___ DATA PROVIDED

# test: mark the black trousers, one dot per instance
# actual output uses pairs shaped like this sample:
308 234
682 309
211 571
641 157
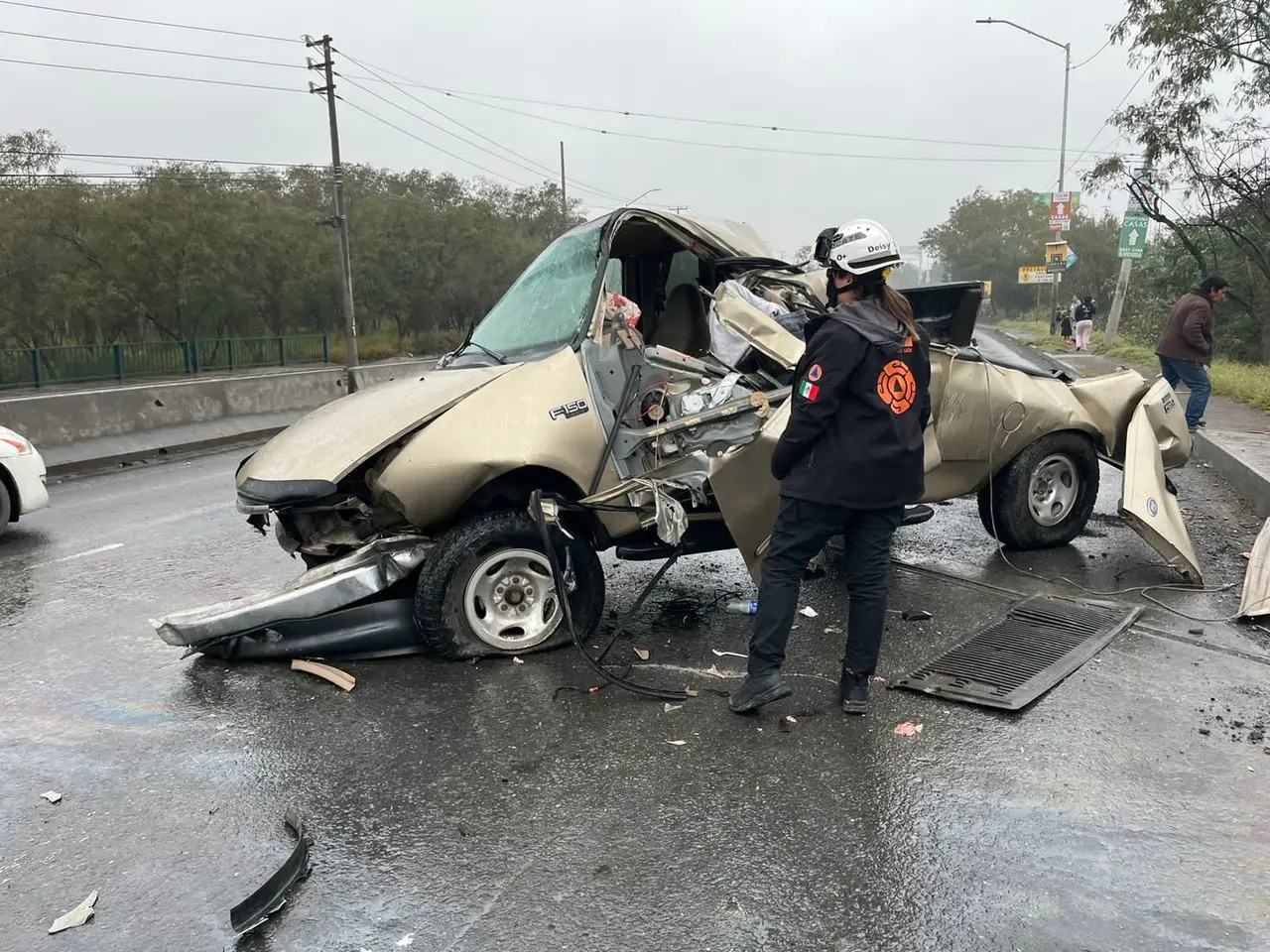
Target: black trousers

______

TASK: Turn the records above into a numbered list with one line per entry, skipping any blank lines and omitting the picture.

TASK RESPONSE:
1. # test: mark the black trousers, one dot per instance
2. # actual output uses pairs shaped like this sample:
3. 308 234
4. 682 309
5. 211 571
6. 641 157
7. Target: black trousers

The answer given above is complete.